** Start **

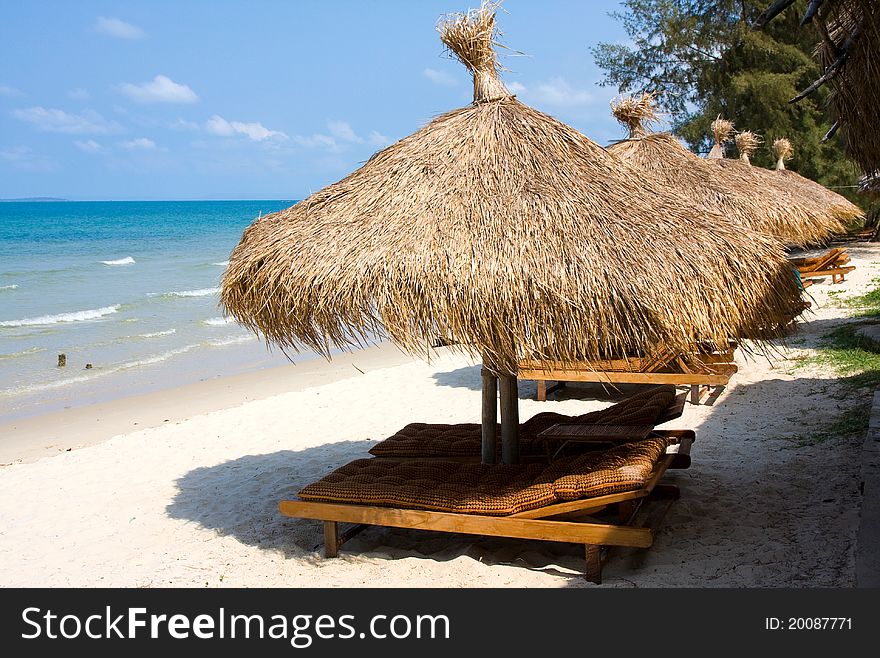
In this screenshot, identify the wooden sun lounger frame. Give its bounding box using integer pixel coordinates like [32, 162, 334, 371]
[278, 438, 691, 584]
[788, 247, 856, 283]
[517, 345, 737, 404]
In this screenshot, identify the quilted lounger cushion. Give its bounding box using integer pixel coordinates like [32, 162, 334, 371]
[370, 384, 676, 457]
[299, 438, 667, 516]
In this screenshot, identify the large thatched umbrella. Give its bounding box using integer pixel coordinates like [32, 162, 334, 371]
[221, 5, 799, 462]
[773, 137, 865, 225]
[706, 124, 846, 247]
[755, 0, 880, 177]
[608, 94, 848, 249]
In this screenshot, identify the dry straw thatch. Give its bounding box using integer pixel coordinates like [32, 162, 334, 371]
[608, 98, 852, 245]
[773, 137, 794, 171]
[221, 1, 799, 376]
[734, 130, 764, 162]
[707, 116, 733, 160]
[773, 137, 865, 227]
[706, 118, 851, 247]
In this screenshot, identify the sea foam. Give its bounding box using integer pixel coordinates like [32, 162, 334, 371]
[147, 288, 220, 297]
[0, 304, 119, 327]
[202, 317, 235, 327]
[0, 347, 46, 361]
[135, 329, 177, 338]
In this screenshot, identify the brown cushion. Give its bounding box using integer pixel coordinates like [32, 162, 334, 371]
[299, 437, 667, 516]
[370, 384, 676, 457]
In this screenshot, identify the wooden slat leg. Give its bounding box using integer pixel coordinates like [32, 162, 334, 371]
[584, 544, 602, 585]
[617, 500, 634, 525]
[324, 521, 339, 557]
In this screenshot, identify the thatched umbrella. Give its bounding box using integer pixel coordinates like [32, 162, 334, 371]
[706, 124, 846, 247]
[608, 94, 848, 249]
[754, 0, 880, 177]
[773, 137, 865, 225]
[706, 115, 733, 160]
[221, 5, 799, 462]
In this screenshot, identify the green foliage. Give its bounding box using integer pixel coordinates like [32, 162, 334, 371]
[592, 0, 865, 206]
[835, 279, 880, 317]
[789, 400, 871, 447]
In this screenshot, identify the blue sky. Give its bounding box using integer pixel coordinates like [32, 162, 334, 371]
[0, 0, 626, 200]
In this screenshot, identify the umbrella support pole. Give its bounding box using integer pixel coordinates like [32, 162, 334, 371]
[480, 368, 498, 464]
[500, 375, 519, 464]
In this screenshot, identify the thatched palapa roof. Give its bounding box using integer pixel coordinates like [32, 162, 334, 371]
[706, 120, 849, 247]
[608, 94, 848, 249]
[706, 116, 733, 160]
[773, 137, 865, 224]
[221, 5, 799, 376]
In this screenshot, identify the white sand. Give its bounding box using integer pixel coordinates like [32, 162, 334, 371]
[0, 243, 880, 587]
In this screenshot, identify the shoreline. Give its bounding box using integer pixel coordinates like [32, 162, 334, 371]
[0, 243, 880, 590]
[0, 342, 418, 466]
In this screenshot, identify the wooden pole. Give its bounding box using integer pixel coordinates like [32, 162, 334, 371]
[480, 368, 498, 464]
[501, 375, 519, 464]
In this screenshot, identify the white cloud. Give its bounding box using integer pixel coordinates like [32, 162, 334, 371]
[119, 137, 156, 151]
[531, 78, 593, 107]
[327, 121, 364, 143]
[205, 114, 288, 142]
[293, 133, 339, 151]
[422, 69, 458, 87]
[0, 146, 58, 171]
[168, 118, 199, 130]
[0, 85, 24, 98]
[367, 130, 391, 146]
[119, 75, 199, 103]
[12, 107, 120, 135]
[94, 16, 144, 39]
[73, 139, 107, 153]
[291, 121, 391, 153]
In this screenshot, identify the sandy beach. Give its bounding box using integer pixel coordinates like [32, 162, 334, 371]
[0, 237, 880, 588]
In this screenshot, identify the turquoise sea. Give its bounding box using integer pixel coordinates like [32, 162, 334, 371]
[0, 200, 302, 422]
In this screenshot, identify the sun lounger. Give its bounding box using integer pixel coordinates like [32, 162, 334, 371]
[789, 247, 856, 283]
[517, 342, 737, 404]
[278, 437, 689, 583]
[370, 385, 686, 461]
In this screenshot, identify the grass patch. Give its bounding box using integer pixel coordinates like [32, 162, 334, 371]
[788, 400, 871, 448]
[828, 279, 880, 317]
[798, 322, 880, 389]
[787, 320, 880, 447]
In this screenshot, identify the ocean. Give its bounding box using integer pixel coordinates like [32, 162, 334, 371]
[0, 200, 302, 422]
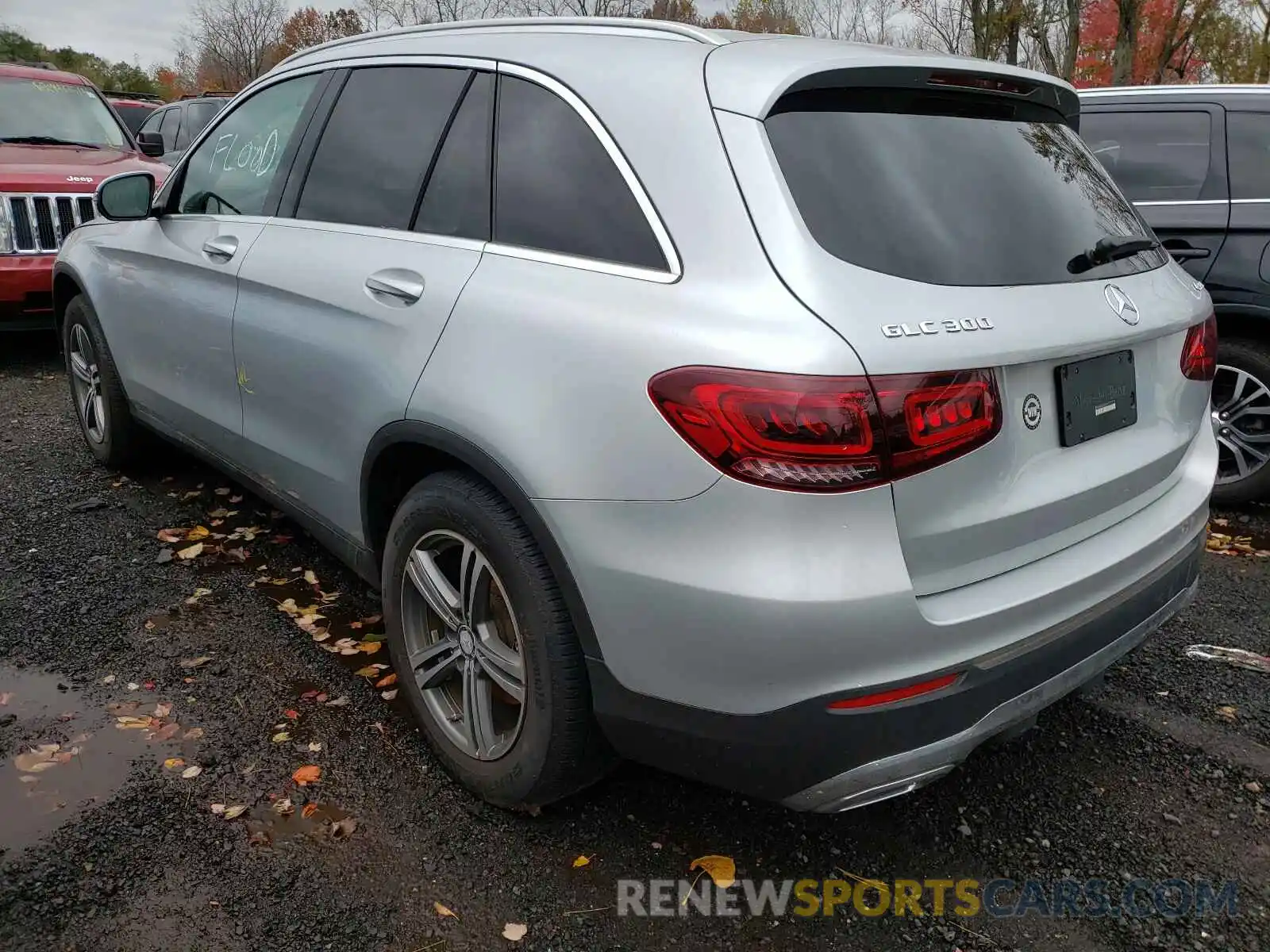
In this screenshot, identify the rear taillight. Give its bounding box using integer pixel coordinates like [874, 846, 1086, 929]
[1183, 316, 1217, 381]
[648, 367, 1001, 491]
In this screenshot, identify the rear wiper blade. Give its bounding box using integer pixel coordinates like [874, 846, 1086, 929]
[1067, 235, 1160, 274]
[0, 136, 102, 148]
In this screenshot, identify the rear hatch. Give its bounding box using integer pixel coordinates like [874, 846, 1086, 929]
[706, 50, 1211, 594]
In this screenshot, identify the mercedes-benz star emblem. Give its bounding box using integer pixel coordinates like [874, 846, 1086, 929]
[1103, 284, 1138, 324]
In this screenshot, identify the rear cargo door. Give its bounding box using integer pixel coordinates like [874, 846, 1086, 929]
[707, 54, 1210, 594]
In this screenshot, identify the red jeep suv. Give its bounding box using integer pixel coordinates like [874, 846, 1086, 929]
[0, 63, 169, 332]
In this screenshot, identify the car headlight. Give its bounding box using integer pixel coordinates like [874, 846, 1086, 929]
[0, 195, 13, 255]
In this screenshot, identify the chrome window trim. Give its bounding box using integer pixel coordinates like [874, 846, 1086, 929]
[487, 61, 683, 284]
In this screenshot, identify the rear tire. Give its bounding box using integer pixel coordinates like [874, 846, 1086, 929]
[383, 472, 614, 808]
[1213, 338, 1270, 505]
[62, 294, 148, 468]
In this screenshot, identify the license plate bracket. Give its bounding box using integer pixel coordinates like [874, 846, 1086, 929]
[1054, 351, 1138, 447]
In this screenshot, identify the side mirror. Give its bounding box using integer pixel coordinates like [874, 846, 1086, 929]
[97, 171, 155, 221]
[137, 132, 164, 159]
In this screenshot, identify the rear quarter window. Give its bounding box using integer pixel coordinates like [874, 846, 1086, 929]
[764, 89, 1166, 286]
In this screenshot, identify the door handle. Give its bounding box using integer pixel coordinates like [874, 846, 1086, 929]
[366, 268, 423, 307]
[1164, 240, 1213, 262]
[203, 235, 237, 262]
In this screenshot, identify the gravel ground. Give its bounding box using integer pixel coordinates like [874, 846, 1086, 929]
[0, 338, 1270, 952]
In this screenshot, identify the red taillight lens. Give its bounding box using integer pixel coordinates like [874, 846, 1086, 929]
[649, 367, 1001, 491]
[1183, 316, 1217, 381]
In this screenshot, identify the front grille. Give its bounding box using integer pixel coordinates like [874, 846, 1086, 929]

** End **

● Stated exercise
How many lines of the listing above contain the string "wooden"? Treat uppercase and lowercase as different, and reply with the number alone.

● Worked answer
3